(WHAT THIS TASK INVOLVES)
Repeat each of the following records word for word.

(LISTED ENTRIES)
========

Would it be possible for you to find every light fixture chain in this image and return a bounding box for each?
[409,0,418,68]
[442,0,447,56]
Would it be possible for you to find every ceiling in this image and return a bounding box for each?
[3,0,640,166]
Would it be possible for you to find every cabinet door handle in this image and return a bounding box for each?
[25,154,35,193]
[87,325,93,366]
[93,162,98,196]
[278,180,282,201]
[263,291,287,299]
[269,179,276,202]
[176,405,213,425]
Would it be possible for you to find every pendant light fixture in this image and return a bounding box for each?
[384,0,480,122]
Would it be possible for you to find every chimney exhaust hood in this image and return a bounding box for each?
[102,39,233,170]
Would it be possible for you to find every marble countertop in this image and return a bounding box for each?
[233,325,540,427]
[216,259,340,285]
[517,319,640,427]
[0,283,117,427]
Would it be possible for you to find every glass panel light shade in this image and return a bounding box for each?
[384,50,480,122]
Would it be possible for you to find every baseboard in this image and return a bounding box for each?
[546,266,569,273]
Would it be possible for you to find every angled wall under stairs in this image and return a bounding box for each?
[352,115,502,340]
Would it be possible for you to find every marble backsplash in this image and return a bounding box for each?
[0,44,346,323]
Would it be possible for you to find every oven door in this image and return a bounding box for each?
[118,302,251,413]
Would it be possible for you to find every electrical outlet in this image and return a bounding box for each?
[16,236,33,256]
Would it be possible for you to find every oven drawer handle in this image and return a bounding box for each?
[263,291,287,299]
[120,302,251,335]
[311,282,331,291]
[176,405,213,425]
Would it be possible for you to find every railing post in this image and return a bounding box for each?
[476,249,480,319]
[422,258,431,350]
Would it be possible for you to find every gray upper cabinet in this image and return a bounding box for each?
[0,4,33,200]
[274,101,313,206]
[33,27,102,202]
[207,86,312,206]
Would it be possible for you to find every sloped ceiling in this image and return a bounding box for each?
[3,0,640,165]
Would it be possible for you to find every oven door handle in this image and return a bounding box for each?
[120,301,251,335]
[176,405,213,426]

========

(THE COMPLETED TASK)
Would it be possible for you to find every light fixture chain in this image and return a bounding box for each?
[409,0,418,68]
[442,0,447,56]
Would it be possible for you to find every ceiling in this image and return a bounding box for each?
[3,0,640,166]
Would it be possible for you to find every cabinet door handle in this image and return a bounding box for each?
[25,154,35,193]
[87,325,93,366]
[93,162,98,196]
[278,180,282,201]
[263,291,287,299]
[269,179,276,202]
[176,405,213,425]
Would it be possible for you to find every pendant light fixture in this image and return a bounding box for each?
[384,0,480,122]
Would it be possible for you to find every chimney exhaust hood in this image and return a bounding box for each?
[102,39,233,170]
Would it be possible for you to find every marble countertop in this image and return a bounding box for each?
[233,325,540,427]
[216,259,340,285]
[517,319,640,427]
[0,283,117,427]
Would it be possible for you to find every glass panel light shade in this image and return a bounding box for each?
[384,50,480,122]
Would it be possible for you to find every baseboard in this image and return a bounding box for each?
[546,266,569,273]
Would it be possible for you to find every angled wall under stairs in this image and return a bounding box for each?
[352,115,502,340]
Would it be possible for you to find every marble backsplash in this image and return a bounding box for each?
[0,44,346,323]
Would it be possible for you to find every oven door in this image and return a bounding box for each?
[118,302,251,413]
Would it be possible for you to find every electrical outlet in this image and return a bounding box for each?
[16,236,33,256]
Would it be possible for you to find every oven drawer handle in this image and return a bounding box for each?
[263,291,287,299]
[120,302,251,335]
[311,282,331,291]
[176,405,213,425]
Would it be possible for you to find every railing post in this image and return a bounding box for each?
[476,249,480,319]
[422,258,431,350]
Would it be possible for you to find every gray upper cabinet in this image and return a bounding box for each?
[0,4,33,200]
[274,101,313,206]
[33,27,102,202]
[207,86,312,206]
Would it be possible for you to find every sloped ceiling in this image and return a bounding box for each?
[3,0,640,165]
Would it be possible for you to find every oven door handle in this image and return a bounding box for each?
[120,301,251,335]
[176,405,213,426]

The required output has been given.